For each line of the data below that contains "Target", return that line.

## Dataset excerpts
───
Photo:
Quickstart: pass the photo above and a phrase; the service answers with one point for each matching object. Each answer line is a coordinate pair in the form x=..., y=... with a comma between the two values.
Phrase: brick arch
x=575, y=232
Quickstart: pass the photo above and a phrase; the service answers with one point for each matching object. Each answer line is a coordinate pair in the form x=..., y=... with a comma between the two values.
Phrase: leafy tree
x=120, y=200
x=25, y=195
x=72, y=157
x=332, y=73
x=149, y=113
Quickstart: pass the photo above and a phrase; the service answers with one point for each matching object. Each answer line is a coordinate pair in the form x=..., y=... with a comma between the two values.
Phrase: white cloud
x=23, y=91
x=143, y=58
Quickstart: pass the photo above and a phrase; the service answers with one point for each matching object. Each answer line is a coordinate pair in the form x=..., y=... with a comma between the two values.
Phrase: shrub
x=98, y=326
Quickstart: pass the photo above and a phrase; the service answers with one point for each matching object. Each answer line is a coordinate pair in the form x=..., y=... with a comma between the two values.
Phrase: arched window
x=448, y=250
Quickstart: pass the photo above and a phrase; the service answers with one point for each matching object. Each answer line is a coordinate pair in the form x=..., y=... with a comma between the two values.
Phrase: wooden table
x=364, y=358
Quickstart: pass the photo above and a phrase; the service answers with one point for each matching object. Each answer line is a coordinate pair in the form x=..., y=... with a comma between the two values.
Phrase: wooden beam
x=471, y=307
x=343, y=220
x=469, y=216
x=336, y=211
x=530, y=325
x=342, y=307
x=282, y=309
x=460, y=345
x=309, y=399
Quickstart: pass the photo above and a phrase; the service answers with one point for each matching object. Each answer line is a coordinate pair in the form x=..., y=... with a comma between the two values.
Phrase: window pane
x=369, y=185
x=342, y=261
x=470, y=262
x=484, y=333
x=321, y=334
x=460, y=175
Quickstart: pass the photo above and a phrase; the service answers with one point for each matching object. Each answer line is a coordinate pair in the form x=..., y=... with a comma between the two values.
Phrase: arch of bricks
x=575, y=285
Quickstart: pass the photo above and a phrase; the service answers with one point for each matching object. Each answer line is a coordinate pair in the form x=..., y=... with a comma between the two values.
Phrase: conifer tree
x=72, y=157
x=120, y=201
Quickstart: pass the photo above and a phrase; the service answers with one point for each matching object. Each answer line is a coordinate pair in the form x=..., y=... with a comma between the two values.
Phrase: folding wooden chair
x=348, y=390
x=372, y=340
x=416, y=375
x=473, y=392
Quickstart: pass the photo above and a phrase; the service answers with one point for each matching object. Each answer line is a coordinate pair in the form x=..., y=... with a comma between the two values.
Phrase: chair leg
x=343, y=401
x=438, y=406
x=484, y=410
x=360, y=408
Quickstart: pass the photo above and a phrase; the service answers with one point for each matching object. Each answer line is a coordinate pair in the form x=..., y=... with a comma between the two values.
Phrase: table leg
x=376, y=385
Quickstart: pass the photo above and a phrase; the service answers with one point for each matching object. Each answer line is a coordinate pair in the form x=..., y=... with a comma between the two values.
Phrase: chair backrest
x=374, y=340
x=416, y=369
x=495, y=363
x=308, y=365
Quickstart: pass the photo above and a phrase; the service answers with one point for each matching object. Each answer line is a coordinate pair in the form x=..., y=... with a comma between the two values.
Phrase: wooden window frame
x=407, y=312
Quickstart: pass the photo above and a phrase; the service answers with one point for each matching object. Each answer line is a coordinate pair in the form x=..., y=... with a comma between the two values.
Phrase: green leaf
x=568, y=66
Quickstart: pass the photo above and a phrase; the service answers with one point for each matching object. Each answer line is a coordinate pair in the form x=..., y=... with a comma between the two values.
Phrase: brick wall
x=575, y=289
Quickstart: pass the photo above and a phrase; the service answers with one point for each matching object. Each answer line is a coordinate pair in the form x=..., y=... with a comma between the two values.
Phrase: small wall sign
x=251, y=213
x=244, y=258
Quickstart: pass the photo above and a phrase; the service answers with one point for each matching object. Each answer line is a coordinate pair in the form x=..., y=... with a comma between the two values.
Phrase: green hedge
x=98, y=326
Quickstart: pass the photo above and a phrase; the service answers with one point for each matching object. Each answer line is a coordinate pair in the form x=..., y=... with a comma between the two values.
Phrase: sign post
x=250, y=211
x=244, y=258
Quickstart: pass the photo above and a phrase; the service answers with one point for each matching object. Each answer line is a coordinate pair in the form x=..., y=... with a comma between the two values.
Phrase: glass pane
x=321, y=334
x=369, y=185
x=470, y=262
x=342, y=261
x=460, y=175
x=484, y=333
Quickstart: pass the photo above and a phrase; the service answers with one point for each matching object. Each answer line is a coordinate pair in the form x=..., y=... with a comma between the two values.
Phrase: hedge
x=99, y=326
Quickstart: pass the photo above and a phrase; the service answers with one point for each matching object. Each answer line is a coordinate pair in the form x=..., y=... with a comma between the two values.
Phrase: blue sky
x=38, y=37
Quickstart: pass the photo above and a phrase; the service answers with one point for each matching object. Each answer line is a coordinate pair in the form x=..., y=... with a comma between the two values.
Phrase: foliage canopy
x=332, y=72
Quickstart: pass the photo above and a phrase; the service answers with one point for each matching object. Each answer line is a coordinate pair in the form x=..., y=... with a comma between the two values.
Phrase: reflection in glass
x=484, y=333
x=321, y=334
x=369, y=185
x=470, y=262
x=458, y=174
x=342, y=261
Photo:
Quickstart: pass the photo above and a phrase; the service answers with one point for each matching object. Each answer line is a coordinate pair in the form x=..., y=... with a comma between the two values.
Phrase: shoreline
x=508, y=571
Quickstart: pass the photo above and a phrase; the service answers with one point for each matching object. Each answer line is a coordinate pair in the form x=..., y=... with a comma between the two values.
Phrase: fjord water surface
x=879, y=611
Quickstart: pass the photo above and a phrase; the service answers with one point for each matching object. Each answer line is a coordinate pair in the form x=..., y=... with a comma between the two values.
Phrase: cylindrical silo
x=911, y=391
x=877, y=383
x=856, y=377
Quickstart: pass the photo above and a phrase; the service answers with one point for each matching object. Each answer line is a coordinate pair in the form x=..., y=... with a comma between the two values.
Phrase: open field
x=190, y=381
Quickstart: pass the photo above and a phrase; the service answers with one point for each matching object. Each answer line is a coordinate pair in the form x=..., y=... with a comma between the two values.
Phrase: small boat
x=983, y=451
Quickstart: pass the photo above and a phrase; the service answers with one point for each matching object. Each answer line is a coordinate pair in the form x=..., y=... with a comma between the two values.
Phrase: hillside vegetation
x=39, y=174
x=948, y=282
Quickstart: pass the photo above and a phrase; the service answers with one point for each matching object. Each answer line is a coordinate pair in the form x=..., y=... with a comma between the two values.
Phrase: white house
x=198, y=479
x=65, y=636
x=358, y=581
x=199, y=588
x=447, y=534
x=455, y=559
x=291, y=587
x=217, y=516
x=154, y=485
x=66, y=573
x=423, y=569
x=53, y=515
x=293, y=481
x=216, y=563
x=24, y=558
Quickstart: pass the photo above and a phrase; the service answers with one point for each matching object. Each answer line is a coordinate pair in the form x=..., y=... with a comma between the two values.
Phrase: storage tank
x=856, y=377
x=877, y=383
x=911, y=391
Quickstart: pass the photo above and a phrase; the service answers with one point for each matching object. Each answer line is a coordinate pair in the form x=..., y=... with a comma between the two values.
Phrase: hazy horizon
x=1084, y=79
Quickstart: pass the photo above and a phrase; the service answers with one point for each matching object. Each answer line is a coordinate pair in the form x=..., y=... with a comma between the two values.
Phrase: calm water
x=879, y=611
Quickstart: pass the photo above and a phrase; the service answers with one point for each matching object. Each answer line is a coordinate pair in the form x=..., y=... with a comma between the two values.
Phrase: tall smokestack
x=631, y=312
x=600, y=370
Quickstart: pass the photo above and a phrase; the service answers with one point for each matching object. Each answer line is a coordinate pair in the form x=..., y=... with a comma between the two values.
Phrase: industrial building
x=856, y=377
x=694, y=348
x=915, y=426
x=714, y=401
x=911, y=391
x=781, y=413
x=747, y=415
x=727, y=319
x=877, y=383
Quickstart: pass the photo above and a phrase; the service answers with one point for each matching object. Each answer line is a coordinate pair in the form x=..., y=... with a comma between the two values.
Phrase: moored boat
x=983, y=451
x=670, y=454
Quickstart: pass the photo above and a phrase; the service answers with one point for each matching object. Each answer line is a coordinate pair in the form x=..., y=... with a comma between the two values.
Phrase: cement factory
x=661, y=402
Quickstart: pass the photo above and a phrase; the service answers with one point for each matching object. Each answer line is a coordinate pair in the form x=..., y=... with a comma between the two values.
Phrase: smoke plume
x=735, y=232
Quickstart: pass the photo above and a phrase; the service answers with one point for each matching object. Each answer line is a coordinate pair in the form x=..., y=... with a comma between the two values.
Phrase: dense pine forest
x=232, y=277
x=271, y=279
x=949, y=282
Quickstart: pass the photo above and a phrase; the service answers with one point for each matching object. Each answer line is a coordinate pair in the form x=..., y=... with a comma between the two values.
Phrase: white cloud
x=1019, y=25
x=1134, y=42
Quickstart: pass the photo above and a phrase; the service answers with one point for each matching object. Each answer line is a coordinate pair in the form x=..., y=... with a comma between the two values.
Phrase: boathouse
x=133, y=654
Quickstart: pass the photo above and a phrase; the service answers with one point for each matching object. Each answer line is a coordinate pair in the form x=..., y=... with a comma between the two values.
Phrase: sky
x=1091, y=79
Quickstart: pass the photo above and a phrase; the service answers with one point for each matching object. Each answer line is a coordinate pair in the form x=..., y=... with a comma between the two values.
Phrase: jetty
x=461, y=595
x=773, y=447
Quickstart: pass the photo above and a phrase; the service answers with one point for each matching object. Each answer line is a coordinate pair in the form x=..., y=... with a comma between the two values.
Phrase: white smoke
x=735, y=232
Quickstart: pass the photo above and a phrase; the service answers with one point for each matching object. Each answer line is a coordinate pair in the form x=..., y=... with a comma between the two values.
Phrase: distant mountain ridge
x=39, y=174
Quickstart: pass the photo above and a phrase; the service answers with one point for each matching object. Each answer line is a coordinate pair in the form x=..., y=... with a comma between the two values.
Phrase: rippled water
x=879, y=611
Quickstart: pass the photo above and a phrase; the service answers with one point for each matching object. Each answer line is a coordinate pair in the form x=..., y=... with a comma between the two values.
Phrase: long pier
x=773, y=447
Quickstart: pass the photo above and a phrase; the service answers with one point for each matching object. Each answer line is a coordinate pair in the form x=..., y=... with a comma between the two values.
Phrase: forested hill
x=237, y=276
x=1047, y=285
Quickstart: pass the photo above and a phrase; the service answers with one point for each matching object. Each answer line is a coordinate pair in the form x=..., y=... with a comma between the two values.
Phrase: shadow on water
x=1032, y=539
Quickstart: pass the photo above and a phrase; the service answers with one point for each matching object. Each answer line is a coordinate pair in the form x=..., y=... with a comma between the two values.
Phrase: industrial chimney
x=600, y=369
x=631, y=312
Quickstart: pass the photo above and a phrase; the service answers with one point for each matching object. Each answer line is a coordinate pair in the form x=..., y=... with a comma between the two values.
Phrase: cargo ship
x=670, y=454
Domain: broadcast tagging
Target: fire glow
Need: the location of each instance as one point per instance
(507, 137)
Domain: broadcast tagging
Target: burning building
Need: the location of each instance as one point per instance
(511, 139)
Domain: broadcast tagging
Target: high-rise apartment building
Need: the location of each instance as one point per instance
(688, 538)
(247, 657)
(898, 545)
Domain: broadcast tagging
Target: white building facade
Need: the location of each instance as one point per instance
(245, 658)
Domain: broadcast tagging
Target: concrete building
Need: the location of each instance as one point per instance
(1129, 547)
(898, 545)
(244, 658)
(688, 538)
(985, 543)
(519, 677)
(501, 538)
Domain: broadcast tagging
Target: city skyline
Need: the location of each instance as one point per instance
───
## Exercise answer
Target: fire glow
Target: burning building
Target: high-rise apartment building
Target: white building facade
Target: concrete building
Target: city skyline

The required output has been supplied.